Passage:
==============================
Re: Amazon High I/O instances

From: Sébastien Lorion <sl(at)thestrangefactory(dot)com>
To: John R Pierce <pierce(at)hogranch(dot)com>
Cc: pgsql-general(at)postgresql(dot)org
Subject: Re: Amazon High I/O instances
Date: 2012-09-13 00:25:29
Message-ID: CAGa5y0NGGxj5i-6YywfqLCWumB-=b7vNVCuJAMpza8wGWzgtHw@mail.gmail.com
Views: Raw Message | Whole Thread | Download mbox | Resend email
Thread:
Lists: pgsql-general

The DB back-end of my application has 2 use cases:

- a normalized master DB, sharded by userid (based on their activity, not a
formula such as modulo, because some users can be 1-2 order of magnitude
more active than others)

- many denormalized read-only slaves, with some different models depending
on what kind of queries they are serving

All requests are queued in RabbitMQ, and most writes are fire-and-forget,
with calculations done on the client, assuming the write worked fine and UI
refreshed at most a couple of seconds later with real values.

At the moment, I have total 73 tables, 432 columns and 123 relations, so
not overly complex, but not a key-value store either .. Most queries are
localized to sub-system which on average have 5-10 tables.

So far, about 10% of traffic hit the master DB (a lot I know, this an
interactive application), which is the one that really concerns me. Users
make an average of 1 write request every 5 sec., so with say, with 100,000
concurrent users, that makes 20,000 tx/s. That said, that number could grow
overnight and I do not want to be one more startup that redo his system
under the worst of conditions as I read too often about. I got time to at
least prepare a bit, without overdoing it, of course..
==============================
Exercise task a: Edit the entries: begin at the first one and stop after the line that contains "x=544 y=849", changing "front porch" to "front stoop" and leaving everything else as it is.
==============================
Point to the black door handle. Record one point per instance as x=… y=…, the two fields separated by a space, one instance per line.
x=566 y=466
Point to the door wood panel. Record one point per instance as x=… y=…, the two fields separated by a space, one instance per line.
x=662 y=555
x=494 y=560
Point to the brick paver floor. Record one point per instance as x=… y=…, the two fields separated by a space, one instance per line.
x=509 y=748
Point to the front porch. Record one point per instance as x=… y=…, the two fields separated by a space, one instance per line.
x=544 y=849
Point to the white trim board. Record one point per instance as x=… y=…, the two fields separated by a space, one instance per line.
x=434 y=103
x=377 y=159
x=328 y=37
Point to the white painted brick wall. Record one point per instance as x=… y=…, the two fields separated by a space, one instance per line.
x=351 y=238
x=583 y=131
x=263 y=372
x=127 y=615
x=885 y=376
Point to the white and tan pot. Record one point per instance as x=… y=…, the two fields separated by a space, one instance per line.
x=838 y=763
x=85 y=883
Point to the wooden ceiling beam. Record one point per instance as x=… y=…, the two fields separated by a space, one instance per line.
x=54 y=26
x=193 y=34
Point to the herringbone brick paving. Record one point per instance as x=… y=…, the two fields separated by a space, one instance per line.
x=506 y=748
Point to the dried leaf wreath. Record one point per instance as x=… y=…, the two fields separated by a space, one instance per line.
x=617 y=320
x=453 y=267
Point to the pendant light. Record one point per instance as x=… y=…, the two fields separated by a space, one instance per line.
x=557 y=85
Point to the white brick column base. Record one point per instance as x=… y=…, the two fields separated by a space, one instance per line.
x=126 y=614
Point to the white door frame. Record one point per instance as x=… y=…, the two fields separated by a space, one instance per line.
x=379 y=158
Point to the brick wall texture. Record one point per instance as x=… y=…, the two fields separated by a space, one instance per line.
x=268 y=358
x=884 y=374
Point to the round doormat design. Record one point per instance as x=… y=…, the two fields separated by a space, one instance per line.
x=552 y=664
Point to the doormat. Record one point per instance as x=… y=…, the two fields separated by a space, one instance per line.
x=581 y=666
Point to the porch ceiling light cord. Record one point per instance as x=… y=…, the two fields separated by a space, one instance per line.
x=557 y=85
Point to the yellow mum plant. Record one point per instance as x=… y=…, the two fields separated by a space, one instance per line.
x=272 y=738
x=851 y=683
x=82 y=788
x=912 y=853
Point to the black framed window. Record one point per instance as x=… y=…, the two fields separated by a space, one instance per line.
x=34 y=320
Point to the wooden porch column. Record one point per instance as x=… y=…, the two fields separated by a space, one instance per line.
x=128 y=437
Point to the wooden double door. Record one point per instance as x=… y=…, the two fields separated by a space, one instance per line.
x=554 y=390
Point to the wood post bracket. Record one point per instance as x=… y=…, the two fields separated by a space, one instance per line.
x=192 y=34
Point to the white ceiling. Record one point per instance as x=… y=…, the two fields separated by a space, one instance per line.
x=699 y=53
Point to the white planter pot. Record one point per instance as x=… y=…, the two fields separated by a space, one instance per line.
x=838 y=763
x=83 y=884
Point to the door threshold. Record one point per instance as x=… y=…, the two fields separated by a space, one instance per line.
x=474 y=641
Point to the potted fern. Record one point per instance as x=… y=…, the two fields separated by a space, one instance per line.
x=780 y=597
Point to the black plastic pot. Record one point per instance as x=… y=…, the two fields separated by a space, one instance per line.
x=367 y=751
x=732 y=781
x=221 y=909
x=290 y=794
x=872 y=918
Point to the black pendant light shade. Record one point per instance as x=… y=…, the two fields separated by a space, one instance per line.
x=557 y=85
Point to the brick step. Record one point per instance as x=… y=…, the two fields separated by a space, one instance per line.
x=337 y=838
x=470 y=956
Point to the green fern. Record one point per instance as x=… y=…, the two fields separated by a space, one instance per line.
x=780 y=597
==============================
Exercise task b: Pick up the message about the application's database back-end and its expected write load where it stops, and continue writing it.

Exercise result a:
Point to the black door handle. Record one point per instance as x=… y=…, the two fields separated by a space, one instance per line.
x=566 y=466
Point to the door wood panel. Record one point per instance as x=… y=…, the two fields separated by a space, one instance per line.
x=662 y=555
x=494 y=560
Point to the brick paver floor. Record one point per instance as x=… y=…, the two fields separated by a space, one instance per line.
x=509 y=748
Point to the front stoop. Record one point per instance as x=… y=…, the two fields separated by a space, one instance per line.
x=544 y=849

Exercise result b:
Sébastien

On Wed, Sep 12, 2012 at 7:24 PM, John R Pierce <pierce(at)hogranch(dot)com> wrote:

> On 09/12/12 4:03 PM, Sébastien Lorion wrote:
>
>> I agree 1GB is a lot, I played around with that value, but it hardly
>> makes a difference. Is there a plateau in how that value affects query
>> performance ? On a master DB, I would set it low and raise as necessary,
>> but what would be a good average value on a read-only DB with same spec and
>> max_connections ?
>>
>
> a complex query can require several times work_mem for sorts and hash
> merges. how many queries do you expect to ever be executing
> concurrently? I'll take 25% of my system memory and divide it by
> 'max_connections' and use that as work_mem for most cases.
>
> on a large memory system doing dedicated transaction processing, I
> generally shoot for about 50% of the server memory as disk cache, 1-2GB as
> shared_buffers, 512MB-2GB as maintenance_work_mem, and 20-25% as work_mem
> (divided by max_connections)
>
>
>
>
> --
> john r pierce N 37, W 122
> santa cruz ca mid-left coast
>
>
>
>
> --
> Sent via pgsql-general mailing list (pgsql-general(at)postgresql(dot)org)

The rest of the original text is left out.